▸ **Directions**:
From the first line to the last, write out the records below exactly as they appear.
---------------
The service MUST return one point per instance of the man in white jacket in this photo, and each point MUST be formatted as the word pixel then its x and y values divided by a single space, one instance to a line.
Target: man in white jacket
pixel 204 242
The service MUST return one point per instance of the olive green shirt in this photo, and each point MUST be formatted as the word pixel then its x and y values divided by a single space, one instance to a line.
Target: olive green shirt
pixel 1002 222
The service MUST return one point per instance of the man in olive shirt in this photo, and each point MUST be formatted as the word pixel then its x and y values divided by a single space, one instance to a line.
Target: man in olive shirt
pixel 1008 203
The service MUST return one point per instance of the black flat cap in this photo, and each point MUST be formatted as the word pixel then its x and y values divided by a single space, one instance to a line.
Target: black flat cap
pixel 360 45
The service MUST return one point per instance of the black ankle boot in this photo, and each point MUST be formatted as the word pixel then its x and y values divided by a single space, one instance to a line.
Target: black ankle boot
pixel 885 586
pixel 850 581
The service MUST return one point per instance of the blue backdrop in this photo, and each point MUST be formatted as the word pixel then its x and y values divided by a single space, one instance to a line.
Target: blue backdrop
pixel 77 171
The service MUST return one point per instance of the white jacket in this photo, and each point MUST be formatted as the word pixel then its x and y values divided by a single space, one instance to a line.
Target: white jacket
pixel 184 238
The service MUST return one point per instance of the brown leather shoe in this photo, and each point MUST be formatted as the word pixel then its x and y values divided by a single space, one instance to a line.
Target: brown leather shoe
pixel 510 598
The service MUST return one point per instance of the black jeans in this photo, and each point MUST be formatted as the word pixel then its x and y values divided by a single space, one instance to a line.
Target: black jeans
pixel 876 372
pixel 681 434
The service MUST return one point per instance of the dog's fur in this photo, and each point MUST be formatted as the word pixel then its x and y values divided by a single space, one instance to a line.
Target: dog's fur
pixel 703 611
---------------
▸ **Exercise solution**:
The service MUST return one point per instance of the man in white jacket in this photo, and each point MUST be formatted as the word pixel then its x and y values divided by a single space, one instance to a line.
Target: man in white jacket
pixel 204 242
The service MUST return one point per instance of the olive green shirt in this photo, and each point MUST be formatted as the word pixel then its x and y values divided by a single space, one instance to a line.
Target: olive green shirt
pixel 1002 222
The service MUST return one point per instance of the man in olive shirt in this photo, and each point MUST be formatted as the word pixel then its x and y values divided by a single space, one instance to a line.
Target: man in olive shirt
pixel 1008 203
The service MUST return one point per instance of the black flat cap in this photo, and each point MUST be formatted as the word pixel then its x and y values divided by a single space, one instance to a line.
Target: black flat cap
pixel 360 45
The service MUST return one point per instance of the black ankle boot in this photo, and each point MUST be formatted as the word pixel then its x and y values divided by a single space, one instance to a line.
Target: black ankle boot
pixel 885 586
pixel 850 581
The service MUST return one point per instance of the blue backdrop in this photo, and each point MUST be formatted as the word pixel then its x and y values divided by a single space, one instance to a line.
Target: blue backdrop
pixel 77 171
The service MUST return one point per instance of the white jacket in this photo, and each point MUST be formatted as the word pixel then its x and y values divided by a single space, one instance to a line.
Target: white jacket
pixel 184 238
The service MUST return one point per instance of the brown leather shoe in this photo, and each point MUST be formatted as the word pixel then its x and y values divided by a single space, one instance to a line.
Target: brown leather shoe
pixel 510 598
The service MUST return one point per instance of the black jeans in this photo, and each point MUST be formatted as the word pixel then its x and y values divided by a single space, one instance to a line.
Target: black jeans
pixel 876 372
pixel 681 434
The service MUST return one point per instance of the dog's fur in this photo, and each point MUST be formatted as the word pixel then its x and y values divided by a single space, one instance to a line.
Target: dog's fur
pixel 703 611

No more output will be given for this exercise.